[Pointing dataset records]

#####

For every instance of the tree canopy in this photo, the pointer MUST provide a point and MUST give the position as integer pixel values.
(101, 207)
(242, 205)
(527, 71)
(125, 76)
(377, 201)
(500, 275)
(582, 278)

#####

Given exercise ▸ Could you output every line of the listing above as a numbered list, leaving out any blank lines?

Answer to the problem ▸
1. For every instance of the tree canopy in this photo, the pointer MUST provide a point and MUST give the position as integer pixel values.
2. (101, 207)
3. (242, 205)
4. (527, 71)
5. (125, 76)
6. (377, 201)
7. (500, 275)
8. (582, 278)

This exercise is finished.